◆ Extrait source:
• • • •
# Vidéos, jeux et podcasts sur l'ipod nano 4G 8GB



## fandekeane (29 Décembre 2008)

Bonjour !! 

Voilà j'aimerais savoir si on peut mettre des vidéos de youtube et dailymotion sur l'ipod nano chromatique 4G 8GB, c'est possible ? 

Es-ce qu'on peut egalement telecharger des jeux pour l'ipod gratuits sans passer par iTunes ??

Et ya t-il un site pour telecharger des podcasts gratuits ?

Merci.


----------



## DeepDark (29 Décembre 2008)

Bonsoir et bienvenue 



fandekeane a dit:


> Bonjour !!
> 
> Voilà j'aimerais savoir si on peut mettre des vidéos de youtube et dailymotion sur l'ipod nano chromatique 4G 8GB, c'est possible ?


Oui. En les rapatriant sur ton Mac (un recherche t'en dira plus), en les convertissant dans le bon format (idem) puis en les synchronisant.



fandekeane a dit:


> Es-ce qu'on peut egalement telecharger des jeux pour l'ipod gratuits sans passer par iTunes ??


Non. (enfin si mais il faut passer par la case jailbreak )



fandekeane a dit:


> Et ya t-il un site pour telecharger des podcasts gratuits ?


iTunes.


----------



## Bennn (30 Décembre 2008)

@ DeepDark
Sa existe le jailbreak pour iPod nano ?


----------



## DeepDark (30 Décembre 2008)

Bennn a dit:


> @ DeepDark
> Sa existe le jailbreak pour iPod nano ?


Non, j'ai simplement lu en diagonale le premier post (ou alors je me suis auto-persuadé qu'on parlait de l'iPhone ).


Donc la réponse est non, pas de possibilité d'installer des jeux sans passer par iTunes.


----------



## fandekeane (31 Décembre 2008)

Pour les vidéos de youtube et dailymotion pour les convertir au format mp4 et pour les mettre sur l'ipod faut telecharger un logiciel special ?


----------



## DeepDark (31 Décembre 2008)

fandekeane a dit:


> Pour les vidéos de youtube et dailymotion pour les convertir au format mp4 et pour les mettre sur l'ipod faut telecharger un logiciel special ?


Pour les récupérer des sites je pense, pour les convertir j'en suis sûr et pour les mettre sur ton iPod c'est iTunes


----------



## fandekeane (31 Décembre 2008)

Tu connaîtrais pas un site pour sa par hazard ??
Parceque moi je trouve pas un site pour déjà pour les recuperer des sites et j'en ai pas ensuite pour les convertir.... je cherche mais je ne trouve pas.


----------



## DeepDark (31 Décembre 2008)

fandekeane a dit:


> Tu connaîtrais pas un site pour sa par hazard ??
> Parceque moi je trouve pas un site pour déjà pour les recuperer des sites et j'en ai pas ensuite pour les convertir.... je cherche mais je ne trouve pas.


On s'est mal compris, je te disais qu'il fallait sûrement un logiciel pour les récupérer des sites 

Etant donné que je suis sous OSX je ne peux t'aider sur ce point...
• • • •
[Lignes de données]
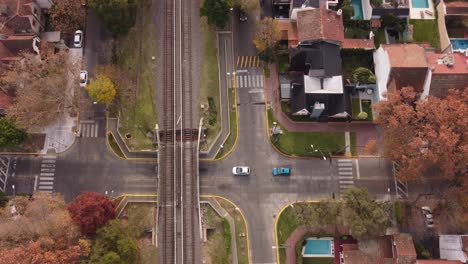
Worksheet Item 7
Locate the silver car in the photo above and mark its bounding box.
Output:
[232,166,250,176]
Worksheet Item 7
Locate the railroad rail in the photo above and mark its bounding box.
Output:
[157,0,201,263]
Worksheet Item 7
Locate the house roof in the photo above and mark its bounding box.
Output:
[381,44,429,68]
[341,39,375,50]
[297,8,344,42]
[289,41,341,77]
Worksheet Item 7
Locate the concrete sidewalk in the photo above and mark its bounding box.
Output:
[265,64,378,152]
[106,118,158,159]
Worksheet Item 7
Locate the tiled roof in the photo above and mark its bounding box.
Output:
[381,44,429,68]
[341,39,375,49]
[297,8,344,42]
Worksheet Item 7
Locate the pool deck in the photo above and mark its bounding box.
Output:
[407,0,436,19]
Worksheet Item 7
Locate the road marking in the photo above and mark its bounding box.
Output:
[356,160,361,180]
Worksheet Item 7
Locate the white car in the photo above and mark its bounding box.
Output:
[80,71,88,87]
[73,30,83,48]
[421,206,434,228]
[232,166,250,176]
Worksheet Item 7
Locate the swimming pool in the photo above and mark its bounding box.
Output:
[411,0,429,8]
[302,237,335,258]
[351,0,364,20]
[450,39,468,50]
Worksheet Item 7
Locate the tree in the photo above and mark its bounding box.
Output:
[200,0,230,29]
[88,0,138,36]
[85,74,116,104]
[0,51,79,129]
[49,0,86,34]
[253,17,281,52]
[376,87,468,183]
[91,220,138,264]
[0,117,27,147]
[343,188,391,240]
[68,192,116,236]
[353,67,376,84]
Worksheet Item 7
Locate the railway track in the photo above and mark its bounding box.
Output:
[157,0,201,263]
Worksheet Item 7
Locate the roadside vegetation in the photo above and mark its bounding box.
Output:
[199,18,221,150]
[268,109,346,157]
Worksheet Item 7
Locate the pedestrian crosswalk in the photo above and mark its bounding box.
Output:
[80,120,99,138]
[338,159,354,191]
[37,155,57,192]
[236,56,260,68]
[236,74,263,89]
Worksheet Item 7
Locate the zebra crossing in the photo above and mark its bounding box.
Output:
[338,159,354,191]
[236,56,260,68]
[236,74,263,89]
[37,155,57,192]
[80,120,99,138]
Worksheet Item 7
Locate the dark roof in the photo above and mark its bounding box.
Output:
[372,8,409,17]
[289,41,341,77]
[293,0,320,8]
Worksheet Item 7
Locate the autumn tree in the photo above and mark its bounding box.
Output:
[376,87,468,183]
[91,220,138,264]
[0,51,79,129]
[343,188,391,239]
[68,192,116,236]
[88,0,138,36]
[49,0,86,34]
[253,17,281,52]
[85,74,116,104]
[200,0,230,29]
[0,117,27,147]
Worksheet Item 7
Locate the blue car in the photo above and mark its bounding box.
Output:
[273,167,291,176]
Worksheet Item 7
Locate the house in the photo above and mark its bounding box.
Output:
[373,44,432,100]
[439,235,468,263]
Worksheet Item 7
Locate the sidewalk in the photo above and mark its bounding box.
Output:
[106,118,158,159]
[265,64,378,152]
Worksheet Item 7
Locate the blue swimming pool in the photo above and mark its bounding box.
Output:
[411,0,429,8]
[450,39,468,50]
[303,238,334,257]
[351,0,364,20]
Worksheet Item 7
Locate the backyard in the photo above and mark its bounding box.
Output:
[410,19,440,49]
[199,17,221,150]
[114,0,158,150]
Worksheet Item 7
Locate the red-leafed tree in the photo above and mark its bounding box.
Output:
[376,87,468,186]
[68,192,116,236]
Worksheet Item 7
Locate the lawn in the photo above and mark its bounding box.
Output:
[115,0,158,150]
[201,203,231,264]
[216,88,237,159]
[410,19,440,49]
[341,49,374,81]
[268,110,345,157]
[199,18,221,150]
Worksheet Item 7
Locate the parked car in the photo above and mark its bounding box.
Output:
[421,206,434,228]
[273,167,291,176]
[232,166,250,176]
[73,30,83,48]
[80,71,88,87]
[239,10,247,22]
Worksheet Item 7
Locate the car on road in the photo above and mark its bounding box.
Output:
[421,206,434,228]
[80,71,88,87]
[239,10,247,22]
[73,30,83,48]
[232,166,250,176]
[273,167,291,176]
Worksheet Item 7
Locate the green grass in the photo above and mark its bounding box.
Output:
[216,88,237,159]
[107,133,125,159]
[114,0,158,150]
[199,18,221,150]
[410,19,440,49]
[302,258,335,264]
[268,110,345,157]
• • • •
◆ Votre tâche:
- A) Les affirmations suivantes concordent-elles avec la discussion sur l'iPod nano ? Répondez à chacune par oui ou par non et citez les mots décisifs de la discussion.
(i) Selon DeepDark, c'est iTunes qui sert à mettre les vidéos sur l'iPod.
(ii) Selon DeepDark, on peut installer des jeux sur l'iPod nano sans passer par iTunes.
(iii) DeepDark est sous OSX.
- B) Dans la discussion sur l'iPod nano, vers quel format le premier message de fandekeane daté du 31 décembre 2008 veut-il convertir les vidéos de YouTube et Dailymotion ?

◆ En réponse:
- A)
(i) Oui : « pour les mettre sur ton iPod c'est iTunes »
(ii) Non : « Donc la réponse est non, pas de possibilité d'installer des jeux sans passer par iTunes. »
(iii) Oui : « je suis sous OSX »

- B) Au format mp4.